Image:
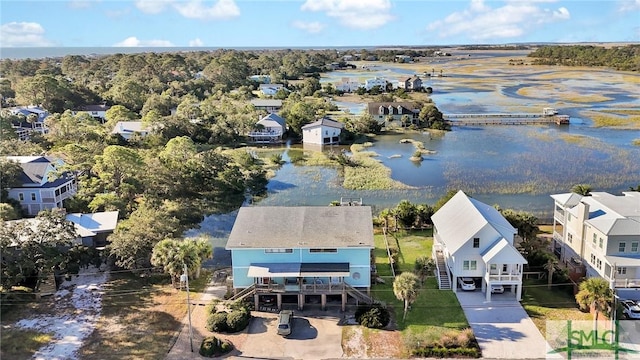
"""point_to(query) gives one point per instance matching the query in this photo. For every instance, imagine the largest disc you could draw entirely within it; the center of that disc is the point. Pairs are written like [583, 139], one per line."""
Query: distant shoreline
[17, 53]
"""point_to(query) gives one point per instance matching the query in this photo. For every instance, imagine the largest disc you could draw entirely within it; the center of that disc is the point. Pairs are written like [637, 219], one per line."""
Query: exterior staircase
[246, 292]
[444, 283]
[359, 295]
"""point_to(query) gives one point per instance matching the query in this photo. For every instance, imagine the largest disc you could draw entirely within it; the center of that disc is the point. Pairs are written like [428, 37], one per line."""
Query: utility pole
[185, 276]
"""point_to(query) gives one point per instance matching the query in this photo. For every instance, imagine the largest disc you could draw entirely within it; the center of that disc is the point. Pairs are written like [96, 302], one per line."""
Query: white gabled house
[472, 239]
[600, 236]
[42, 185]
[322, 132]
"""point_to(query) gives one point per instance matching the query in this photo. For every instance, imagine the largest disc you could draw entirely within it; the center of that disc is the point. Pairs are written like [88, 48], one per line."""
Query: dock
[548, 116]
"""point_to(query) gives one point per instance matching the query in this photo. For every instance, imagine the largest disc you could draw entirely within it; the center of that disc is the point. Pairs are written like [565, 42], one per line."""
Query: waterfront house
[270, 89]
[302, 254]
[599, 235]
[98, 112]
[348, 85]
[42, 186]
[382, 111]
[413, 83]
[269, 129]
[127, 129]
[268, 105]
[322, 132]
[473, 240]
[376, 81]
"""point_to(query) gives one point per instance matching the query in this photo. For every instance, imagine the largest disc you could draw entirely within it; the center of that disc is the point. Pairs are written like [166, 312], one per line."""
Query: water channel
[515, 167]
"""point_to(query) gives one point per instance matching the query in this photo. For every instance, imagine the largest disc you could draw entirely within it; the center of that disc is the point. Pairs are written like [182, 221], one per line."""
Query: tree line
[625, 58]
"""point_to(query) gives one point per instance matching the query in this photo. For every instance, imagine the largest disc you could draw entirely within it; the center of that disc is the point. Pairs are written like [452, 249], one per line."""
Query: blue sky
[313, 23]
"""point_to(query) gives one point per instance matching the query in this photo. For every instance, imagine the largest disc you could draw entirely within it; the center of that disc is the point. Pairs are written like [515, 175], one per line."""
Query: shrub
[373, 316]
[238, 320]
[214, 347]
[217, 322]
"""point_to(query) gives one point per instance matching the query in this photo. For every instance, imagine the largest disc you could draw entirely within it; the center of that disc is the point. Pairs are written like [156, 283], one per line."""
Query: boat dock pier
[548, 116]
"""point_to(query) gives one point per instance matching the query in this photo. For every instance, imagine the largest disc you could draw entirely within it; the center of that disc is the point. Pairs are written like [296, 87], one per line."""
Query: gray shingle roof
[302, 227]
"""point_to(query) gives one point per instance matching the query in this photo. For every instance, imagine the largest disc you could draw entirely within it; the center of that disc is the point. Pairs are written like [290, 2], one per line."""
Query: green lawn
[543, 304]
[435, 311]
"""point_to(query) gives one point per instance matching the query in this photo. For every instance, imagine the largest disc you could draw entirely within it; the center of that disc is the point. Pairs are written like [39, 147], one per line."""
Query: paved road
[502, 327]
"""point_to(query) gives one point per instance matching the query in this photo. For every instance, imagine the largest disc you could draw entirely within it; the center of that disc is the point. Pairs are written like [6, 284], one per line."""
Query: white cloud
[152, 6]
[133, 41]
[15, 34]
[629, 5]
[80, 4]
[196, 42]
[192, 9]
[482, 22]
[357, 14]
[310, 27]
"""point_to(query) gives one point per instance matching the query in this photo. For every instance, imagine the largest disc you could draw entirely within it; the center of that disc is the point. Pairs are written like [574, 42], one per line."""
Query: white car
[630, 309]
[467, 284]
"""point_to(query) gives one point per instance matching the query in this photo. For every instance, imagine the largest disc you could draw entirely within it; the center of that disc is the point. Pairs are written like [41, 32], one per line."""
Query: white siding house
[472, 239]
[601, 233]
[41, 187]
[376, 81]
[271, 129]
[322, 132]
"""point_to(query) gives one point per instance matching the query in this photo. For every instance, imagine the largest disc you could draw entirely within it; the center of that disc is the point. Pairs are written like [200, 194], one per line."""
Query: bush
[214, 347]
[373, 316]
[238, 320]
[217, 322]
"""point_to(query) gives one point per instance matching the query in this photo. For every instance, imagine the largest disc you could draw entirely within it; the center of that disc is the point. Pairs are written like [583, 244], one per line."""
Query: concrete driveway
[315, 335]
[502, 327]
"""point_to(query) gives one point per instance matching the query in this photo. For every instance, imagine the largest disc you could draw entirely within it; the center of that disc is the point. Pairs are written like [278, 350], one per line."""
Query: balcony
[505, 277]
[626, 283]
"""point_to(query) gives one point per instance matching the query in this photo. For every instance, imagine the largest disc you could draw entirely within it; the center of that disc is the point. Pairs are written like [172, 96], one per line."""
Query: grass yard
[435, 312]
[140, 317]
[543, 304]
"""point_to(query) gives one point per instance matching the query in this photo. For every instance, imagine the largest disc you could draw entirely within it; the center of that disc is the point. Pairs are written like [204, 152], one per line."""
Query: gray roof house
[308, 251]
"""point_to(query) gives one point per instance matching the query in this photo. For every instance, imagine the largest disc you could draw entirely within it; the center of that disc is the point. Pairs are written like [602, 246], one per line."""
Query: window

▶ _AIM OF THE EXERCISE_
Convert all of the material above into a numbered list, omitting blank lines and excluding the pictures.

▶ _FINISHED TASK_
1. Image:
2. """point_to(query) gives one point per instance matching the query in this photo. For every instance, imagine the largest disc you could draw entirely within it; the center of that disc is the point. Pairs are written like [583, 139], one per line."""
3. Query: distant shoreline
4. [17, 53]
5. """point_to(query) gives one point per instance matching the query in this photo. For every instance, imagine the largest disc you could draw entirely within it; the center of that disc is the point. Pairs are written like [637, 219], one per line."""
6. Query: exterior staircase
7. [246, 292]
8. [444, 283]
9. [359, 295]
10. """point_to(query) gives one point per instance matching the query in this photo. For every instance, imagine the largest disc you could draw entirely within it; the center of that disc is the point. Pairs are written like [428, 37], one per line."""
11. Query: utility pole
12. [185, 276]
13. """point_to(query) gives one point per instance matching the query in this photo. For every instance, imagine the largest disc you could draw entirely within it; the center of that disc is the point. Pairs are written like [96, 302], one per line."""
14. Query: white gabled house
15. [472, 239]
16. [600, 236]
17. [42, 185]
18. [322, 132]
19. """point_to(query) gives one point per instance matching the query in this photo. For every instance, imagine the largest disc you could draw entirely within it; the center of that disc is the point. Pairs are written like [88, 48], one per line."""
20. Query: dock
21. [548, 116]
22. """point_to(query) gives one point per instance matching the query in this photo. For every instance, imagine the largest disc you could draw entirely within it; the center of that disc is the point. Pairs are written like [565, 42], one per line."""
23. Query: waterfront house
24. [270, 89]
25. [302, 254]
26. [599, 235]
27. [98, 112]
28. [348, 85]
29. [42, 186]
30. [382, 111]
31. [413, 83]
32. [269, 129]
33. [127, 129]
34. [268, 105]
35. [322, 132]
36. [473, 240]
37. [376, 81]
38. """point_to(query) gives one point per instance matching the query in this photo. For every instance, imagine the largest disc you could draw entirely within it; the center of that disc is the point. Pairs are written like [166, 312], one per line."""
39. Query: water channel
40. [515, 167]
41. """point_to(query) gives one point per instance matching the query in this photo. For every instance, imagine the largest disc you could draw entirely within it; the center of that disc is the point. Pairs are written like [182, 221], one per line."""
42. Query: tree line
43. [625, 58]
44. """point_to(query) gives one point per instance matching the query in this photo. For every instance, imagine the largest disc you could draw entirely within it; the center of that disc is the point. Pairs are written like [452, 249], one per line."""
45. Query: blue sky
46. [313, 23]
47. """point_to(query) gives one point per instance matching the query in this photo. For every instance, imagine the largest disc you could draw entirely within it; the center of that disc is the point. Pairs are written like [515, 175], one per line."""
48. Query: shrub
49. [373, 316]
50. [238, 320]
51. [214, 347]
52. [217, 322]
53. """point_to(query) gives one point per instance matching the query in this photo. For every instance, imagine the largest disc you could draw entirely within it; the center of that disc is the point. Pairs are written like [156, 283], one per line."""
54. Query: boat dock pier
55. [548, 116]
56. """point_to(query) gives one point per instance matching the query in this photo. For every instance, imagine the largest disc you could draw entirely within it; the center of that disc is the point. Pairs are written like [296, 87], one per line."""
57. Query: gray shingle roof
58. [302, 227]
59. """point_to(query) gives one point per instance matching the query in this photo. For every instance, imagine the largest disc you could draw entirely within it; the center of that disc is the point. Pairs are written like [290, 2], one per line."""
60. Query: green lawn
61. [543, 304]
62. [435, 311]
63. """point_to(query) gives one point per instance matching the query in this photo. For every instance, imagine the largest disc you could draw entirely within it; the center of that disc is the point. Pairs are written like [39, 147], one per line."""
64. Query: paved road
65. [502, 327]
66. """point_to(query) gives one point per instance matching the query in this photo. For every instance, imagine the largest disc you could draw entirely within it; the center of that disc is the point. Pairs are written like [6, 284], one per line."""
67. Query: white cloud
68. [152, 6]
69. [133, 41]
70. [15, 34]
71. [629, 5]
72. [80, 4]
73. [196, 42]
74. [192, 9]
75. [482, 22]
76. [357, 14]
77. [310, 27]
78. """point_to(query) gives one point per instance matching the query in this photo. For every instance, imagine the largest disc you could draw entirely within it; the center of that disc is the point. Pairs are written like [574, 42], one per line."""
79. Query: white car
80. [630, 309]
81. [467, 284]
82. """point_to(query) gives one point per instance matching the query in this photo. For every instance, imagine the largest disc you could draw entirely within it; the center of that disc is the point. Pairs are written like [41, 32], one per line."""
83. Query: white siding house
84. [472, 239]
85. [601, 233]
86. [41, 187]
87. [376, 81]
88. [271, 129]
89. [322, 132]
90. """point_to(query) gives one point per instance matching the query in this photo. For every instance, imagine the largest disc you could draw entirely within it; the center of that disc is the point. Pairs are written like [200, 194], one per line."""
91. Query: bush
92. [214, 347]
93. [373, 316]
94. [238, 320]
95. [217, 322]
96. """point_to(query) gives one point per instance matching the query in this photo. For every instance, imagine the largest disc you could draw entirely within it; the center of that disc is the point. Pairs are written like [583, 244], one per line."""
97. Query: concrete driveway
98. [315, 335]
99. [502, 327]
100. """point_to(query) gives one point per instance matching the query in this photo. For every instance, imagine the largest disc you could draw entirely within it; the center of that disc is the point. Pairs are written like [278, 350], one per line."""
101. Query: balcony
102. [505, 277]
103. [626, 283]
104. """point_to(query) gives one point per instance matching the query in this photo. For every instance, imagine the largest disc you could draw entirely within it; the center of that disc is the point. Pairs are written like [172, 96], one per line."""
105. Query: grass yard
106. [435, 312]
107. [140, 317]
108. [543, 304]
109. """point_to(query) gives one point per instance matching the query in this photo. For every instance, imagine the largest disc you could draw entirely within it; the center of that disc is the point. Pairs are written like [204, 152], one per line."""
110. Query: gray roof house
111. [308, 251]
112. """point_to(query) gives one point per instance matching the query in this photo. For every instance, imagine the largest disc you could draw entirely within it; the center of that disc is the point. Pairs are written like [602, 246], one per line."""
113. Query: window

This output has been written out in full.